● THE TASK
Reproduce the material exactly, omitting nothing.

● DATA PROVIDED
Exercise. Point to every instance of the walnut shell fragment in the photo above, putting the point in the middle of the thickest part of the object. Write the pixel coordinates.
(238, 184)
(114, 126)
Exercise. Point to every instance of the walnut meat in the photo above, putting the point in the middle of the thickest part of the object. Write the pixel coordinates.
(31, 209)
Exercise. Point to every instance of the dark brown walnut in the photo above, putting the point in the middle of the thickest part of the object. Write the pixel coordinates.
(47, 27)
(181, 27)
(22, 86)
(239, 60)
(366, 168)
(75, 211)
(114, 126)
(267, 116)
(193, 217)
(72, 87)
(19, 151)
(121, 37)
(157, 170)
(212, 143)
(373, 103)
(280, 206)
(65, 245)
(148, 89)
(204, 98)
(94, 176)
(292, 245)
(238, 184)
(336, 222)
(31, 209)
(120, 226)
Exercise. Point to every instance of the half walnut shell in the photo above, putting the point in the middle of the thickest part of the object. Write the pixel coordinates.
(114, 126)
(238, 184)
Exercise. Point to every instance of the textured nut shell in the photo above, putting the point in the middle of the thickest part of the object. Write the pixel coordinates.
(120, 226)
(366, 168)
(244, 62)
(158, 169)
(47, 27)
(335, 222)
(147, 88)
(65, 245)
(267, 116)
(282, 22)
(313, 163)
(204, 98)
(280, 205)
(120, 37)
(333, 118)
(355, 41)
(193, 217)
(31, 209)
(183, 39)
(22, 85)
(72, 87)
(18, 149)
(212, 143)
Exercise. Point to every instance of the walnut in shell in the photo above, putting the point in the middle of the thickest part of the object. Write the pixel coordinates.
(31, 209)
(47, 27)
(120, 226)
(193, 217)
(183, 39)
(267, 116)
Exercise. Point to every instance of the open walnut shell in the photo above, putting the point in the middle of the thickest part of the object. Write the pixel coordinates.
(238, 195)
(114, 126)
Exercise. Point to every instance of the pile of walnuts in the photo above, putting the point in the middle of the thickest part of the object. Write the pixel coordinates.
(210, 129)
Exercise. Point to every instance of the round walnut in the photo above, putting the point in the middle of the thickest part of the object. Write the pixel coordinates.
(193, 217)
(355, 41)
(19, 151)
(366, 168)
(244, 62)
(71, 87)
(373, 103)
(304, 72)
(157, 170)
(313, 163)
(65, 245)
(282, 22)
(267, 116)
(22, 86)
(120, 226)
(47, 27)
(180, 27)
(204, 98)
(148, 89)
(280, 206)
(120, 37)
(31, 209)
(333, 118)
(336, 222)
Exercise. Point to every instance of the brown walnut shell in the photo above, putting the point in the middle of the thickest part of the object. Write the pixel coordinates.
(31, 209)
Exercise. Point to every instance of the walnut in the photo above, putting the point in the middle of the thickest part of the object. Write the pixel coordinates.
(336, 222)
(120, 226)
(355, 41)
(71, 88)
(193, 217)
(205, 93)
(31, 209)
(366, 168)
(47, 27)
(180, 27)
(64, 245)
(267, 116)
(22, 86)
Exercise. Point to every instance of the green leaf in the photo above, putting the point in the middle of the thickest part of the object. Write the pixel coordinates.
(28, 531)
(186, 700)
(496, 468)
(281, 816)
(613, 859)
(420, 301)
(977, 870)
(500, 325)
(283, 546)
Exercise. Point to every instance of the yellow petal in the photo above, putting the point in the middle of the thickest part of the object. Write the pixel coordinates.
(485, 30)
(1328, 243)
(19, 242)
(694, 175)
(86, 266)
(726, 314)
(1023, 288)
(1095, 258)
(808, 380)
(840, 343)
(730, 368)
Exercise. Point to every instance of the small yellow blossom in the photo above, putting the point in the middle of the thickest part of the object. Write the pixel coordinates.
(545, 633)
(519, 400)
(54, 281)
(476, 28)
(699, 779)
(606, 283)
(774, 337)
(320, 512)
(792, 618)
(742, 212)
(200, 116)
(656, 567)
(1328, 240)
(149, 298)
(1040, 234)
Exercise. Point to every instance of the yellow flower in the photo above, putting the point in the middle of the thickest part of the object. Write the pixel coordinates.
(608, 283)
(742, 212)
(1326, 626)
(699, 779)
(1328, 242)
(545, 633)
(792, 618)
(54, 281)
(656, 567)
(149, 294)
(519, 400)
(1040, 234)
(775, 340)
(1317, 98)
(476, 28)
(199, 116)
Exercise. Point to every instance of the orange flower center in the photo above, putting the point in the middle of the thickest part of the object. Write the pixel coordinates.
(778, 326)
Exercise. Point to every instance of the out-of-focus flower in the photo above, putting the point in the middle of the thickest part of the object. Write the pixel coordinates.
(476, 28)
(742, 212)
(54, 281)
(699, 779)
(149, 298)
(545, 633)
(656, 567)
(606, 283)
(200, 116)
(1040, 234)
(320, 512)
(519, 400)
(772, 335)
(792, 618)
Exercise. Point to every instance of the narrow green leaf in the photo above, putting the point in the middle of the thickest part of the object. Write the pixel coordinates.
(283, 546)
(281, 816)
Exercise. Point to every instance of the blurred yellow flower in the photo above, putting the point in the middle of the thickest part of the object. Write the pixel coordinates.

● CORRECT OUTPUT
Exercise. Point to every instance of the walnut shell fragment in the photo above, putting the point in the middle of the thickest part of the object. Write the pixel coordinates.
(238, 184)
(114, 126)
Exercise. Point to every instance of the walnut meat in the photo above, putting the point in the middle of the thickest part of the object. Write the pixel coordinates.
(31, 209)
Exercise. Point to every instance of the dark brown walnut in the photo above, putting the point in the middle of the thickest part of the object. Write the pixel coordinates.
(47, 27)
(181, 27)
(22, 86)
(239, 60)
(366, 168)
(75, 211)
(114, 126)
(267, 116)
(193, 217)
(72, 87)
(19, 151)
(121, 37)
(157, 170)
(212, 143)
(373, 103)
(280, 206)
(65, 245)
(148, 89)
(204, 98)
(94, 176)
(292, 245)
(238, 184)
(336, 222)
(31, 209)
(120, 226)
Exercise. Point to every instance of the half walnut shell in the photo above, putting the point in the middle of the thickest part of the object. Write the pixel coordinates.
(114, 126)
(238, 184)
Exercise. Point to every instance of the textured nut shell in the photo above, putting the point in the middle of the thickest part of the object. Write the pixel coordinates.
(120, 226)
(366, 168)
(244, 62)
(158, 169)
(47, 27)
(335, 222)
(147, 88)
(65, 245)
(267, 116)
(282, 22)
(313, 163)
(204, 98)
(280, 205)
(120, 37)
(333, 118)
(355, 41)
(193, 217)
(31, 209)
(183, 39)
(22, 85)
(72, 87)
(18, 149)
(212, 143)
Exercise. Point to every instance of the walnut in shell in the photo above, putting the point in the middle of the thickest part of the object. Write the pixel coordinates.
(31, 209)
(47, 27)
(120, 226)
(193, 217)
(183, 39)
(267, 116)
Exercise. Point to every instance of the open walnut shell in the photo above, putting the point in the middle of the thickest part of the object. Write the pixel coordinates.
(238, 195)
(114, 126)
Exercise. Point to every instance of the pile of walnuts in the photo above, putting the point in the middle of the thickest part of the object. Write the pixel coordinates.
(210, 129)
Exercise. Point to every instance of the round walnut in the photo above, putting the point in the middle of the thickest part of the object. Write the pixel coordinates.
(193, 217)
(355, 41)
(19, 151)
(366, 168)
(244, 62)
(71, 87)
(373, 103)
(304, 72)
(157, 170)
(313, 163)
(65, 245)
(282, 22)
(267, 116)
(22, 86)
(120, 226)
(47, 27)
(180, 27)
(204, 98)
(148, 89)
(280, 206)
(120, 37)
(31, 209)
(333, 118)
(336, 222)
Exercise. Point to every instance of the brown walnut shell in the photo above, putting the point in the middle of the thickest part of the object. Write the pixel coordinates.
(31, 209)
Exercise. Point to every instance of the walnut in the photo above, putting the point in the middle of the thickest part of the object. Write the pixel coordinates.
(336, 222)
(120, 226)
(355, 41)
(71, 88)
(193, 217)
(205, 93)
(31, 209)
(366, 168)
(47, 27)
(180, 27)
(64, 245)
(267, 116)
(22, 86)
Exercise. Point to every instance of the green leaf in the photo above, putting the point in the middle of the thickest part of the object. Write the pixel coordinates.
(28, 531)
(186, 700)
(496, 468)
(281, 816)
(613, 859)
(420, 301)
(977, 870)
(500, 325)
(283, 546)
Exercise. Point to every instance of the yellow petal in the photo above, putting the point in the middle of the thickest part of the object. Write the pixel coordinates.
(485, 30)
(1328, 243)
(19, 242)
(694, 175)
(86, 266)
(726, 314)
(1023, 288)
(1095, 258)
(808, 380)
(840, 343)
(730, 368)
Exercise. Point to every instance of the small yellow blossom in the photo above, putting the point in the middle of the thickest part of the object. Write the pixel coordinates.
(545, 633)
(519, 400)
(54, 281)
(476, 28)
(699, 779)
(606, 283)
(774, 337)
(320, 512)
(792, 618)
(742, 212)
(200, 116)
(656, 567)
(1328, 240)
(149, 298)
(1040, 234)
Exercise. Point to every instance of the yellow flower in the photo above, putting the point in the middle of the thickest part of the object. Write the pixel coordinates.
(608, 283)
(742, 212)
(1326, 626)
(699, 779)
(1328, 242)
(545, 633)
(792, 618)
(54, 281)
(656, 567)
(149, 294)
(519, 400)
(1040, 234)
(775, 340)
(1317, 98)
(476, 28)
(199, 116)
Exercise. Point to every instance of the orange flower center in the photo above, putting the point in the middle of the thickest part of the object. Write the pixel coordinates.
(778, 326)
Exercise. Point to every instance of the out-of-focus flower in the photo above, putting the point in the middle of the thickest part of the object. Write the pixel coordinates.
(476, 28)
(742, 212)
(54, 281)
(699, 779)
(149, 298)
(545, 633)
(656, 567)
(606, 283)
(200, 116)
(1040, 234)
(320, 512)
(519, 400)
(772, 335)
(792, 618)
Exercise. Point to every instance of the narrow green leaf in the photo above, putting the point in the middle of the thickest part of the object. Write the pixel coordinates.
(283, 546)
(281, 816)
Exercise. Point to every instance of the blurred yellow flower in the photo above, putting the point in the middle of the thickest part of the object. Write the pixel coordinates.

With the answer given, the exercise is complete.